Rows taken from a pointing dataset:
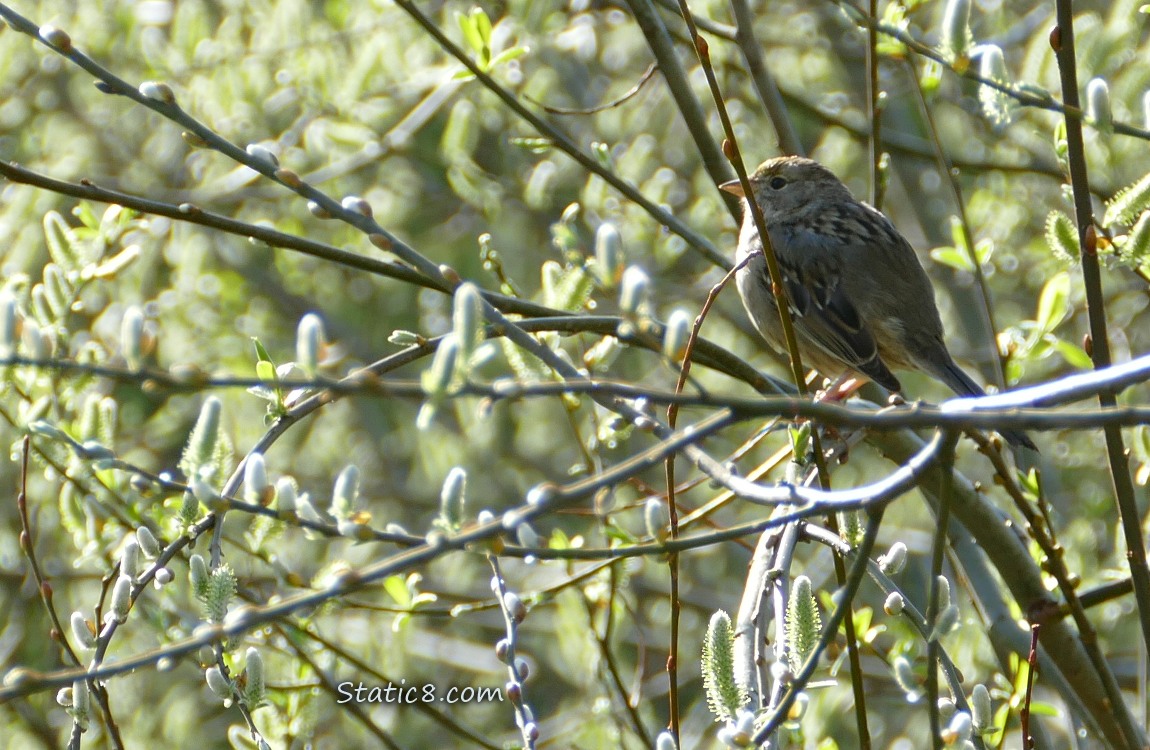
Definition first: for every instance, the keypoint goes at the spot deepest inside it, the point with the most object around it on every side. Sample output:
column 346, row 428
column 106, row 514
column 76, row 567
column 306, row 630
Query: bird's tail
column 961, row 383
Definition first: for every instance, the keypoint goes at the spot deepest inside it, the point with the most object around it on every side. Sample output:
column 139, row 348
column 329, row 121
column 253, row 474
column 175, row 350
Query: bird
column 860, row 301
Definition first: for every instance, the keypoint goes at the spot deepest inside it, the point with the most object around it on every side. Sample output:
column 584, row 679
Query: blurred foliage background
column 358, row 99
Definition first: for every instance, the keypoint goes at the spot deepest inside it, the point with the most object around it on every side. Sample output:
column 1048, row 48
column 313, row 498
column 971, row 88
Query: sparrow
column 860, row 301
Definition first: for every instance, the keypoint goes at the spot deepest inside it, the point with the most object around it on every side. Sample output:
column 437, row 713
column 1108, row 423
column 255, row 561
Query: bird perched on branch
column 859, row 299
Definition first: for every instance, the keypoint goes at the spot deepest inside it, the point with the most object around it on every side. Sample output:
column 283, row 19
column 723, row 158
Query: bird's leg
column 841, row 389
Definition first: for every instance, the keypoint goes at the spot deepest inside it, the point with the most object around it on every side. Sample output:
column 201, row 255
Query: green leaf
column 470, row 31
column 261, row 352
column 1074, row 354
column 62, row 242
column 1053, row 303
column 266, row 370
column 396, row 587
column 953, row 258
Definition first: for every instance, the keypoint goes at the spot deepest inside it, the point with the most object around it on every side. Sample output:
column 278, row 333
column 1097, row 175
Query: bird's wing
column 820, row 306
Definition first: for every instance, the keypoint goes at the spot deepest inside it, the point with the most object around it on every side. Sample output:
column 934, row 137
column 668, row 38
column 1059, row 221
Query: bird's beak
column 734, row 188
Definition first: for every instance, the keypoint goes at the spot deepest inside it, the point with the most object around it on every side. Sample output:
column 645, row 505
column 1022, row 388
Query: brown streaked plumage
column 860, row 300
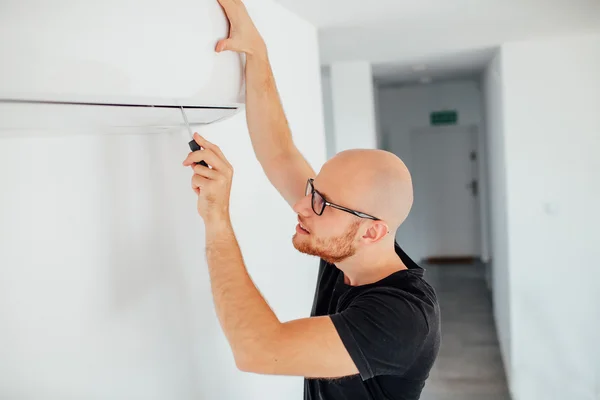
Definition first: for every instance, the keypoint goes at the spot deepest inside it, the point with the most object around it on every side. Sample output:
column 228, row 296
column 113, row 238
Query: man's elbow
column 254, row 362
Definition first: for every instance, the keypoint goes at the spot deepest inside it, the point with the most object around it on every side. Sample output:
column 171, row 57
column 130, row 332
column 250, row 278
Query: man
column 374, row 321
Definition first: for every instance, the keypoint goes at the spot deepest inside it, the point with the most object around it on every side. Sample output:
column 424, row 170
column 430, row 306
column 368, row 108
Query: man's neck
column 369, row 267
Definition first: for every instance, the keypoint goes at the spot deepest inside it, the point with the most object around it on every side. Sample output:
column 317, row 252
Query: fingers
column 208, row 145
column 205, row 172
column 199, row 182
column 209, row 157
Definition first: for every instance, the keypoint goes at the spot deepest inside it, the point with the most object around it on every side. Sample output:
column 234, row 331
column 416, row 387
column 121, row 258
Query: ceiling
column 467, row 64
column 454, row 36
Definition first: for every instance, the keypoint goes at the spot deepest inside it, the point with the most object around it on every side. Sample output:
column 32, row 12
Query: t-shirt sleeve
column 383, row 332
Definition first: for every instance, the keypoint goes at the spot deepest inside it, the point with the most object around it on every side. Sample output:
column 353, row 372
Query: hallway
column 469, row 366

What you have to do: Copy every item above verbatim, leaving out the pictures.

Response to this exercise:
Definition first: for every instance, the keypoint goes at the spot deepest inside it, the point with the most object around it on every side. Sample output:
column 346, row 428
column 106, row 514
column 76, row 567
column 306, row 630
Query: bird's tail
column 961, row 383
Definition first: for every instance, the keypoint goes at the spot deepest inside it, the point with the most object around it on every side. Sample output:
column 139, row 348
column 329, row 121
column 253, row 474
column 175, row 350
Query: bird
column 860, row 301
Definition first: for every instance, the keypoint goes at the spot deepest inside it, the point with the most object around it on every side. Sample output:
column 584, row 679
Query: blurred foliage background
column 358, row 99
Definition first: for every instance, the keypoint goes at the spot deepest inside it, the point with the most object around it on every side. Sample output:
column 1048, row 48
column 313, row 498
column 971, row 88
Query: sparrow
column 860, row 301
Definition first: for every instance, the keypoint goes at the spot deepest inside it, the point with the most object around it on every side. Sample output:
column 437, row 713
column 1108, row 423
column 255, row 561
Query: bird perched on branch
column 859, row 299
Definition first: for every instance, the keypoint goes at the spot deepest inside it, the point with the most object around it on every side. Sample output:
column 283, row 19
column 723, row 158
Query: bird's leg
column 841, row 389
Definition first: for every instance, the keypoint goes at the spot deepest inside it, the point with the most object around it on every side. Sample output:
column 201, row 255
Query: green leaf
column 470, row 31
column 261, row 352
column 1074, row 354
column 62, row 242
column 1053, row 303
column 266, row 370
column 396, row 587
column 953, row 258
Definition first: for every instance, the keypoint goes at the spot deepest inside it, the point with the most object around it on every side. Sample output:
column 278, row 333
column 1097, row 175
Query: bird's wing
column 820, row 306
Definition first: for every instance, the keypoint goes at the spot deepest inside it, the point with the most object around it on every side. Sample output:
column 934, row 137
column 668, row 38
column 1059, row 221
Query: bird's beak
column 734, row 188
Definition first: for every instance, the keypoint goes at the spot deepest inside it, the point with the most object around it on every side. Sample output:
column 645, row 505
column 1022, row 388
Query: brown streaked plumage
column 860, row 300
Definition first: for every instance, the keypoint goes at the spot deepest inside it, the point with the most object around it on every side. Sample output:
column 228, row 296
column 113, row 238
Query: man's elbow
column 254, row 362
Definition first: for every instance, the keypoint goes at the spot deepest inside it, the point with the most object around it on every side. Sample output:
column 171, row 57
column 130, row 332
column 250, row 278
Query: man
column 374, row 321
Definition first: for every instance, the keypoint goes at the spot deepest inside it, the point with the most object around it on every side. Sample output:
column 424, row 170
column 430, row 306
column 368, row 108
Query: man's neck
column 369, row 267
Definition first: for every instance, the keypoint goes at the spot deepest inside it, the point with the most object around it on every side. Sample output:
column 317, row 252
Query: fingers
column 208, row 145
column 205, row 172
column 199, row 182
column 209, row 157
Definition first: for every instance, the keypoint goes at the spot deepest inside it, the point with the most object around it on every side. Sample output:
column 234, row 331
column 416, row 387
column 121, row 258
Query: ceiling
column 467, row 64
column 454, row 36
Definition first: for every instance, the keypoint goes at the spot deepest inside it, the point with the most object around it on every side. Sample output:
column 32, row 12
Query: t-shirt sleeve
column 383, row 332
Definition first: for every instance, the keypoint goes at the spot deepest inside it, the point with the most object around it on every side. Sample output:
column 353, row 372
Query: hallway
column 469, row 366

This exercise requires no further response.